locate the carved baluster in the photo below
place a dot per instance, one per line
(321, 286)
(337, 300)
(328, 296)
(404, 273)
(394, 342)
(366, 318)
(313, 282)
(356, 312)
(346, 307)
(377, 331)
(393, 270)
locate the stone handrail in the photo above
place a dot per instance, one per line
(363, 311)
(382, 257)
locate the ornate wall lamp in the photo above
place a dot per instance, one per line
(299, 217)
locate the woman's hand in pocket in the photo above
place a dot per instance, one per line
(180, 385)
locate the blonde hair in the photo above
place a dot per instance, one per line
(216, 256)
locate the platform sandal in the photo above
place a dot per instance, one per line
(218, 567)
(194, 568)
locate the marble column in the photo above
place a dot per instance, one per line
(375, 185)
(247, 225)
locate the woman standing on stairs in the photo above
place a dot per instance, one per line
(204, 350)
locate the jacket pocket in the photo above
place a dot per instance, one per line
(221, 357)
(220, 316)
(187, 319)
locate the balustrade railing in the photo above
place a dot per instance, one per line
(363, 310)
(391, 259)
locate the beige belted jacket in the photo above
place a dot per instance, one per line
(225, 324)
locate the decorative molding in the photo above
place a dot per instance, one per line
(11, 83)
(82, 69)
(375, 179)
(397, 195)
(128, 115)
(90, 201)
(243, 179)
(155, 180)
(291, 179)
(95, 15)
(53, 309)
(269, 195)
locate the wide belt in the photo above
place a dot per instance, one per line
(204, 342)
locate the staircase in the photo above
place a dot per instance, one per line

#####

TASK DIRECTIONS: Could you reproduce the entire listing above word for word, keeping every line unchanged?

TASK ANSWER:
locate the carved baluster in the photo below
place a dot per instance, one per line
(321, 286)
(337, 300)
(328, 296)
(404, 273)
(394, 342)
(366, 318)
(313, 282)
(356, 312)
(346, 307)
(377, 331)
(393, 270)
locate the stone handrail in the photo above
place a dot per instance, one per line
(363, 311)
(382, 257)
locate the ornate wall lamp in the photo above
place a dot per instance, one per line
(299, 217)
locate the woman's hand in pocket in the photo above
place a dot per instance, one per line
(180, 385)
locate the blonde hair in the photo above
place a dot per instance, one per line
(216, 256)
locate the platform sandal in the photo above
place a dot per instance, one per line
(218, 567)
(194, 568)
locate the marble column in the photo above
place a dot per instance, one per line
(375, 185)
(247, 225)
locate the woman standing on stairs in the photo above
place a dot per instance, one per line
(204, 350)
locate the jacket pocket in the photo above
place a dot per instance, one per line
(221, 357)
(220, 316)
(187, 319)
locate the balustrade railing in the photo above
place a dot per instance, one per line
(363, 310)
(391, 259)
locate the beige belted jacket in the photo above
place a dot per instance, one per line
(225, 324)
locate the decorative molding in the photo above
place a dot per instance, one per line
(11, 83)
(82, 69)
(375, 179)
(397, 195)
(128, 115)
(90, 201)
(243, 179)
(155, 180)
(291, 179)
(95, 15)
(53, 309)
(269, 195)
locate the wide belt in the photo above
place a dot per instance, one per line
(204, 342)
locate the staircase in the photo above
place a dot per instance, one per line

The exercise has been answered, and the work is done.